Update the records from the line containing "Where can the grass" through the end, inclusive, by putting "shrub" in place of "bush" and leaving everything else unchanged. Write out only those lines.

* **SUPPLIED MATERIAL**
##########
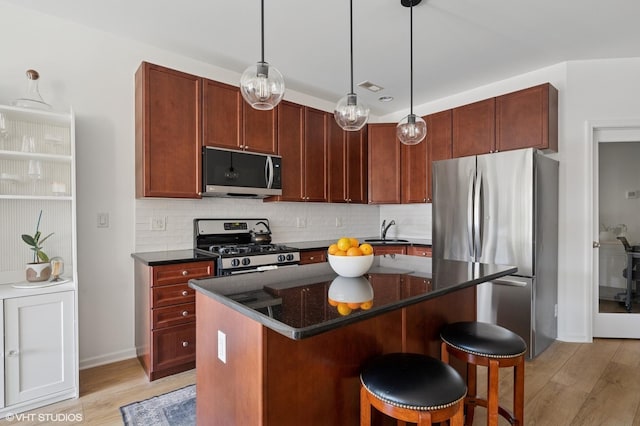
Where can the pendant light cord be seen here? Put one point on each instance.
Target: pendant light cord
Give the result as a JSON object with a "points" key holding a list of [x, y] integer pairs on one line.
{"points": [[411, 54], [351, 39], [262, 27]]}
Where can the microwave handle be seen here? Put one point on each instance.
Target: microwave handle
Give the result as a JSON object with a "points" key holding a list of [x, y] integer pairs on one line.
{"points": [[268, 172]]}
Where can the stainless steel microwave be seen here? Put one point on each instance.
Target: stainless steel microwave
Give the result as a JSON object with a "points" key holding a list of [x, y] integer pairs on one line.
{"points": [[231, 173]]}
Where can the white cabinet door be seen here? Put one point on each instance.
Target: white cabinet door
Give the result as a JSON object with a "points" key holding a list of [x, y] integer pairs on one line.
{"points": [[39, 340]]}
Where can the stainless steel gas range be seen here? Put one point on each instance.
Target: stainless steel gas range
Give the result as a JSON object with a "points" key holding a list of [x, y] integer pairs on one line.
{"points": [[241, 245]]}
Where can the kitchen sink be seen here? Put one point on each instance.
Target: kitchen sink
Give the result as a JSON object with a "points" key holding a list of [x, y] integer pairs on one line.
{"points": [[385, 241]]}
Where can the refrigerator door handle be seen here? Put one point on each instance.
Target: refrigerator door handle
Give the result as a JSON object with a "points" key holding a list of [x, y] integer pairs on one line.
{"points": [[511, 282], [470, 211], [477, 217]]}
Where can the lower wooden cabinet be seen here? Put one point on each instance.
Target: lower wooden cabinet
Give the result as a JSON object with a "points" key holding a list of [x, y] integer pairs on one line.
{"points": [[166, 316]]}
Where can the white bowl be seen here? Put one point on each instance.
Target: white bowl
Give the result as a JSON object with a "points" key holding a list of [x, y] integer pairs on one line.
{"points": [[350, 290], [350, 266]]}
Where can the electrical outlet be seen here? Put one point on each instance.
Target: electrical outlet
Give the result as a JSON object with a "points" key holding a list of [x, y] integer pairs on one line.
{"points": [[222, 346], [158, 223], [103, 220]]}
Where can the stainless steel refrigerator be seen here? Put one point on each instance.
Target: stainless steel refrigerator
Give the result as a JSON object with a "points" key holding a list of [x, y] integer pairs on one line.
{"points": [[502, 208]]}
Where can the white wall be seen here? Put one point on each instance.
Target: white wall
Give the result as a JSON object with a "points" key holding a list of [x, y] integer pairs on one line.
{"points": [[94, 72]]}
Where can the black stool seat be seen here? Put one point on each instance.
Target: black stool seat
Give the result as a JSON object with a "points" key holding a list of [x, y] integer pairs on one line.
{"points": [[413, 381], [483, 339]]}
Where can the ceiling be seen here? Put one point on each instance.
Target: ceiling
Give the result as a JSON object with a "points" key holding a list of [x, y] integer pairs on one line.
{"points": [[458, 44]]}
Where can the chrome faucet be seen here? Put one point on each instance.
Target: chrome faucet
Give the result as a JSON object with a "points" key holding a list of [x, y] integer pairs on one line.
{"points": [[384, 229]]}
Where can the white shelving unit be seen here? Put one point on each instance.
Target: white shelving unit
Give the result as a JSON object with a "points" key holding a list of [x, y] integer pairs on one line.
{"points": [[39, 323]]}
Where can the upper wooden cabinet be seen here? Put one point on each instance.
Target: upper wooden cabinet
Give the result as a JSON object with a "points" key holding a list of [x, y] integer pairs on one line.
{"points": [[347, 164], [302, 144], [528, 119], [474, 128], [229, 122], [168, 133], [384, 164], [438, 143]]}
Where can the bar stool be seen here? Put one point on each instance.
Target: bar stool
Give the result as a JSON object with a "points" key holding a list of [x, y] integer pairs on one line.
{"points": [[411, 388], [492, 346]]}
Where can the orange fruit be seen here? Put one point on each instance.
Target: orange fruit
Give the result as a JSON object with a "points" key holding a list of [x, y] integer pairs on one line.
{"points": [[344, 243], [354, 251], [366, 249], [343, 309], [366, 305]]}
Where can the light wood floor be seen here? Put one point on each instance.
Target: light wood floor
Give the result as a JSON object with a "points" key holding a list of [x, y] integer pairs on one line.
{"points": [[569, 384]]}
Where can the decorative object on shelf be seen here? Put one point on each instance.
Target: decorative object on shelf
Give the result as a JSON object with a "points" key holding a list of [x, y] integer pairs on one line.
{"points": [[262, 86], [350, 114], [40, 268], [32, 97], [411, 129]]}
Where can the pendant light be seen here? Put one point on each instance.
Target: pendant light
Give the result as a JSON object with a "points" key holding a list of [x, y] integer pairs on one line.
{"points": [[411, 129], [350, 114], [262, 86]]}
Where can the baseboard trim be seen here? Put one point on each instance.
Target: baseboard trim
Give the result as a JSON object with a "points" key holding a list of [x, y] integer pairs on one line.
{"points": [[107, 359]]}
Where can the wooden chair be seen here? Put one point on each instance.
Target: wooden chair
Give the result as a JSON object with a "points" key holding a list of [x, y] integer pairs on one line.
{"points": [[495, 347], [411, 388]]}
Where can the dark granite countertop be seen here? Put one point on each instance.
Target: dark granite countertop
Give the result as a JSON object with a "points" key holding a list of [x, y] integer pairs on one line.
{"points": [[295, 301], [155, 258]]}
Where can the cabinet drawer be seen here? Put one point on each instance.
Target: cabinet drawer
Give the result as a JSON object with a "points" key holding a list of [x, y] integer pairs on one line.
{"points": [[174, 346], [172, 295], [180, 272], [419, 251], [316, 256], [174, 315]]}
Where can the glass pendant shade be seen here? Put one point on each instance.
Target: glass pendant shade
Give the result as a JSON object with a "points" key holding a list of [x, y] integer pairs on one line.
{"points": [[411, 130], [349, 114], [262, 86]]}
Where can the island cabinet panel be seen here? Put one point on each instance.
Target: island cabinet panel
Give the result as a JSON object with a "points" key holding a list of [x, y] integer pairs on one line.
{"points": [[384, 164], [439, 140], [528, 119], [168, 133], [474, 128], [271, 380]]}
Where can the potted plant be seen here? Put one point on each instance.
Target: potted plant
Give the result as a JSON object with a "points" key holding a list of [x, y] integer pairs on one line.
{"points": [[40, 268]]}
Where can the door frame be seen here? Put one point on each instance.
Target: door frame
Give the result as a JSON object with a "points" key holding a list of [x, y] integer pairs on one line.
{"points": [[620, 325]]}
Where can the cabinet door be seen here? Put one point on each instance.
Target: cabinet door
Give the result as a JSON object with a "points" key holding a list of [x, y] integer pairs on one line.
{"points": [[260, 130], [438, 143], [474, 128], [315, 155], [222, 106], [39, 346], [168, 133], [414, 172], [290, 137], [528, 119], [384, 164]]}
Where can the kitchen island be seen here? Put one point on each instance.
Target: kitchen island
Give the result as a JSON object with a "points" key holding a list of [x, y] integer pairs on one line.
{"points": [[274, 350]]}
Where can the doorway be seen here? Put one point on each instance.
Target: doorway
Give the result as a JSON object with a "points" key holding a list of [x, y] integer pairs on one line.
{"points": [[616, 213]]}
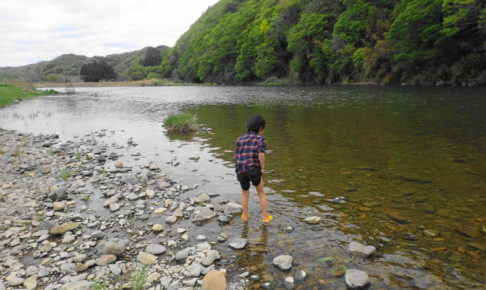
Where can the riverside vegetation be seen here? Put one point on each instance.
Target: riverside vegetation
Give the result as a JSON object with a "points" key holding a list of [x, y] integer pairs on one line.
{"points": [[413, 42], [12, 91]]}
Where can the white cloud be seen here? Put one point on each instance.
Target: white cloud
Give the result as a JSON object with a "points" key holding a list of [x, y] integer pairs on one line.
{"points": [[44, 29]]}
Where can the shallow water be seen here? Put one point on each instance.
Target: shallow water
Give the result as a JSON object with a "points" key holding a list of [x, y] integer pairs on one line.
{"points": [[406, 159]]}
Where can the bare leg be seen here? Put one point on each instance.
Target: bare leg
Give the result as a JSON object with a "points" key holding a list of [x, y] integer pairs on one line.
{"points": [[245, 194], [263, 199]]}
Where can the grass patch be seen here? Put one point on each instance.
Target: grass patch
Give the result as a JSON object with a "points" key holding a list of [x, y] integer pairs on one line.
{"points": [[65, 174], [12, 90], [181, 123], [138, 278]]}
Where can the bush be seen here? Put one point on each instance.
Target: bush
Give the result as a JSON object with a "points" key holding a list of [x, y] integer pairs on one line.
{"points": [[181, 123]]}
##########
* **ANSWER TO THIS TASK**
Where can the grass patch be seen here? Put one point on each instance.
Target: grass patch
Give the result as a JSON object with a "points" key holding a list of [x, y] integer pairs on one line.
{"points": [[65, 174], [12, 90], [181, 123], [138, 278]]}
Where can the shrub be seen here? Put one point on each instance.
Target: shrub
Give the result as a JSON object with a "points" key holding a list of [x, y] integer pairs on one line.
{"points": [[181, 123]]}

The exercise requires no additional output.